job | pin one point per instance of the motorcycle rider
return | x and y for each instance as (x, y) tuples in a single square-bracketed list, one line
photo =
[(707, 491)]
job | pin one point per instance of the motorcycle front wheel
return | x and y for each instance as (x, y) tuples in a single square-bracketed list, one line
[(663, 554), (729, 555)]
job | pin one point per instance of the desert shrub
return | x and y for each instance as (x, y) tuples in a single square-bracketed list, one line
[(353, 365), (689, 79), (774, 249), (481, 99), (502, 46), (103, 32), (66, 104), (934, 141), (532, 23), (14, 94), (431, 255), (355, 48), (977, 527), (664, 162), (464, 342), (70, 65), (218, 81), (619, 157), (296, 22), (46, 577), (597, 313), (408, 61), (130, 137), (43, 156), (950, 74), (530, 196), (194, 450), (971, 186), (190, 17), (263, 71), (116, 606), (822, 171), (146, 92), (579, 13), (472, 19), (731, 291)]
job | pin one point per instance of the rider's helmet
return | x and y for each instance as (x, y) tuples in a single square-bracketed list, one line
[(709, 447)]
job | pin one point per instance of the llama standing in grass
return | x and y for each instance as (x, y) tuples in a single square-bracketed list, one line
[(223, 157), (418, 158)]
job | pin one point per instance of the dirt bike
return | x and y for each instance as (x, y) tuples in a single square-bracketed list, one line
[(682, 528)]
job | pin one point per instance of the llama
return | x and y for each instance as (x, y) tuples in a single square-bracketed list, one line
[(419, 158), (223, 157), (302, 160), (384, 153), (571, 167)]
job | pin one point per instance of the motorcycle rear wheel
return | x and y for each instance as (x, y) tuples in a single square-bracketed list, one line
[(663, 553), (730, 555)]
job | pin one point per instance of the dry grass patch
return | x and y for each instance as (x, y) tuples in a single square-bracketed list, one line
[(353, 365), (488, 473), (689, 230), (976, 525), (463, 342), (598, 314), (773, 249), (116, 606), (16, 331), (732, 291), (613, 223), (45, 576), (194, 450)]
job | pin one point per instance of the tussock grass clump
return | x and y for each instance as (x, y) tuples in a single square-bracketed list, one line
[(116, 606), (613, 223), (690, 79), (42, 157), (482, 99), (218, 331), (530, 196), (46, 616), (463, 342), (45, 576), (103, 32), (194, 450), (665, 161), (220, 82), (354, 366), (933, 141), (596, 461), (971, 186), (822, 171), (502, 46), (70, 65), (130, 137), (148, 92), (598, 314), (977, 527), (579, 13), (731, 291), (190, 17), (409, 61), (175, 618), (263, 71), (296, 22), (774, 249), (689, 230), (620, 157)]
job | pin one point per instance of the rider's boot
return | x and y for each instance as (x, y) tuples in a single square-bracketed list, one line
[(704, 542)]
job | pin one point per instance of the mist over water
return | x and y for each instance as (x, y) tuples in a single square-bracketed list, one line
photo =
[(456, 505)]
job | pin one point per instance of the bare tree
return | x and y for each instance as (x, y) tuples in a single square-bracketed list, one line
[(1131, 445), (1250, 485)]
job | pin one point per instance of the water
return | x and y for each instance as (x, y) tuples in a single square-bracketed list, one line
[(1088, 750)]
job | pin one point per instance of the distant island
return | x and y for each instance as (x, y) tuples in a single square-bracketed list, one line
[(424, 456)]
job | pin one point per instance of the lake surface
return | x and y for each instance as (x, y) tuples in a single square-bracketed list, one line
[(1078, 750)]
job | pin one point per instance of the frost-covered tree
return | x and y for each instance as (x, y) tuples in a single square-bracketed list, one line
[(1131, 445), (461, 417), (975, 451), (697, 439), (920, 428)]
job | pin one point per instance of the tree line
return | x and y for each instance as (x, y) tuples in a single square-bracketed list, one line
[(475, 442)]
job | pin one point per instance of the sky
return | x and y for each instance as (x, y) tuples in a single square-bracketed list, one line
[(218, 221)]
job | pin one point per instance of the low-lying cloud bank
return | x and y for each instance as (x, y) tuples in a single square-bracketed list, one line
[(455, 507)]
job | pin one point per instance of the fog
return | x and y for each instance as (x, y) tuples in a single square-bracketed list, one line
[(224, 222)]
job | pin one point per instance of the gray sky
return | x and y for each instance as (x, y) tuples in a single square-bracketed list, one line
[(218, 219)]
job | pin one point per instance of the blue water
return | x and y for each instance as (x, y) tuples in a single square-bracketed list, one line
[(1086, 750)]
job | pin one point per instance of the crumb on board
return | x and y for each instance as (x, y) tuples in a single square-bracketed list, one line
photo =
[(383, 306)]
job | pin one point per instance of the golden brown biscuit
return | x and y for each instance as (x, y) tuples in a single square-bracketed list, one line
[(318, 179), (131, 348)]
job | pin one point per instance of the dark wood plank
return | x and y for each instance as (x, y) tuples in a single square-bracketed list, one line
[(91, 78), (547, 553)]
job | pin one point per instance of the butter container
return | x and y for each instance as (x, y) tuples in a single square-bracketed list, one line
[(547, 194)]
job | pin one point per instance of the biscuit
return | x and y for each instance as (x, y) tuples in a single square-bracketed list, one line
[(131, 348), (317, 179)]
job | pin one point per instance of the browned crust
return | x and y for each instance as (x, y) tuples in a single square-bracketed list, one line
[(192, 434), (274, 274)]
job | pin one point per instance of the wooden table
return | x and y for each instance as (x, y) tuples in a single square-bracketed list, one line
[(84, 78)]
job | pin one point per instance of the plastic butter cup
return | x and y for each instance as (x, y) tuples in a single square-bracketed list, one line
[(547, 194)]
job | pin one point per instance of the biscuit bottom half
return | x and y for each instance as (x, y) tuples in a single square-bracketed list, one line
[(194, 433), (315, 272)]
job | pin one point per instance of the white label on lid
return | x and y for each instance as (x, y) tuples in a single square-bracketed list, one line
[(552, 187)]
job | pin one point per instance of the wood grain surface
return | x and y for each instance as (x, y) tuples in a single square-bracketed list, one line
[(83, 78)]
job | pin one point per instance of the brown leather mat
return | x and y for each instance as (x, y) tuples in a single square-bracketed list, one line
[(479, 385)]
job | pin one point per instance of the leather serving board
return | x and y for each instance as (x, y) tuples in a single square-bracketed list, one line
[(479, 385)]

• [Brief]:
Would you please repeat exactly the lines above, starting at the line with "job | pin one point per instance of the water" and stopping at the line with "job | pin one point per instance of the low-lying", both included?

• [Answer box]:
job | pin one point per instance of the water
return | x and y for each instance as (x, y) tuples in a single square-bracketed list, one line
[(1088, 750)]
job | pin one point per instance of the distant island
return | x and y for each instance as (x, y) tuples in a single square-bracketed list, one line
[(424, 456)]
job | pin one point per instance of the lake surface
return | x and y for each instance as (x, y) tuples in a single square-bracketed list, one line
[(1078, 750)]
job | pin one point per instance of the frost-covered tree
return | x and y for each instance as (x, y) tuples in a single square-bracketed list, one line
[(1131, 445), (461, 417), (975, 451), (697, 439), (920, 428)]
job | pin one point per instance of the tree line
return | x and y for each instance as (x, y) tuples in a single square-bracketed list, one line
[(475, 442)]
job | pin one point per instance of the sky
return | x and y for each instance as (x, y) tuples in a single square-bracketed list, one line
[(218, 221)]
job | pin one point per instance of the low-lying cloud bank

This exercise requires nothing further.